### Stated goal 1
List every line of the records below that contains the word "marker", treating uppercase and lowercase as different.

### Reading passage
450,000 sf high-pile storage warehouse, ESFR.
One side of the building has a railroad track running inside, 6' away from the exterior wall.. Builder claims that since the boxcars are not over 12' in height, fire department access doors are not required on that side of the building. According to the wall length, there should be 2 FF access doors required. There was a variance granted for additional travel distance so exit doors are not required either. Where is the demarcation between the high-pile storage and boxcar area?


----------



## steveray (Jul 29, 2016)

Boxcars are storage if they are left there IMO....But I am not much of a fire guy...


----------



## cda (Jul 29, 2016)

momcat said:


> Hey, I looked at past postings before starting a new thread!
> 450,000 sf high-pile storage warehouse, ESFR.
> One side of the building has a railroad track running inside, 6' away from the exterior wall.. Builder claims that since the boxcars are not over 12' in height, fire department access doors are not required on that side of the building. According to the wall length, there should be 2 FF access doors required. There was a variance granted for additional travel distance so exit doors are not required either. Where is the demarcation between the high-pile storage and boxcar area?




So how many sq ft of the building is actual high piled?

How close to the railroad side is high piled??

Ships ladders work wonders


Which edition of IFC ??


----------



## cda (Jul 29, 2016)

I thought 3206.6 used to read different 

My call would be if high piled stock is accessible / very near those doors/ 25 feet

Doors shall be provided with ships ladder


----------

Coordinate annotation records
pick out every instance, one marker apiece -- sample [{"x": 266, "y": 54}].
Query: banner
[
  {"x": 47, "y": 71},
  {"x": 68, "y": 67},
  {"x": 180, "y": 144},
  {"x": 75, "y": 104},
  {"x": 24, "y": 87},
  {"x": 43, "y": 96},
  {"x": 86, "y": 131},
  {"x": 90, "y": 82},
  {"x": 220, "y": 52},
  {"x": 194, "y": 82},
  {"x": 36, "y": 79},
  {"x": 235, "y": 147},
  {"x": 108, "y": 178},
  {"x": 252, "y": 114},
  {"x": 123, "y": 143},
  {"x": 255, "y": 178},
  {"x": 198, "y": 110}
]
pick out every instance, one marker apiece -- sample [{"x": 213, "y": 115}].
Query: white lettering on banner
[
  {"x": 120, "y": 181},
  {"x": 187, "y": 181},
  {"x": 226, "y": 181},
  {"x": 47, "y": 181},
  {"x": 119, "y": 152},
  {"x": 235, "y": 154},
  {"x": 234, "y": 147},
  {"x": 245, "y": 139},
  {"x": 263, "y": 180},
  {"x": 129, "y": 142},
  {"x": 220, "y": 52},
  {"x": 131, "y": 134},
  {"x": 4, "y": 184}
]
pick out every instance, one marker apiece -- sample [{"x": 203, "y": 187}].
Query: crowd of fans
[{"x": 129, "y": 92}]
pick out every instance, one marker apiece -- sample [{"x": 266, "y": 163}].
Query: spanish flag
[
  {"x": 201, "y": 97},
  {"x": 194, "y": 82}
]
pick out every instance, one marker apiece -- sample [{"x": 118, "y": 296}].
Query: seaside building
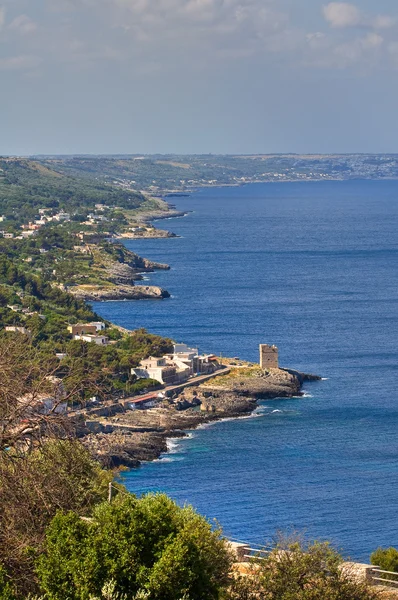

### Stated goal 2
Restate word for word everything in the forum thread above from "So how many" down to "edition of IFC ??".

### Output 1
pick out every instance, one marker apiece -- sample [{"x": 266, "y": 54}].
pick out every instance, one marker apiece -- sample [{"x": 213, "y": 115}].
pick out every instance, one marker apiece -- sample [{"x": 203, "y": 187}].
pick out every instance, one marker apiece -- sample [{"x": 266, "y": 163}].
pick out every instance, one marker apiece -- sample [{"x": 118, "y": 296}].

### Output 2
So how many sq ft of the building is actual high piled?

How close to the railroad side is high piled??

Ships ladders work wonders


Which edition of IFC ??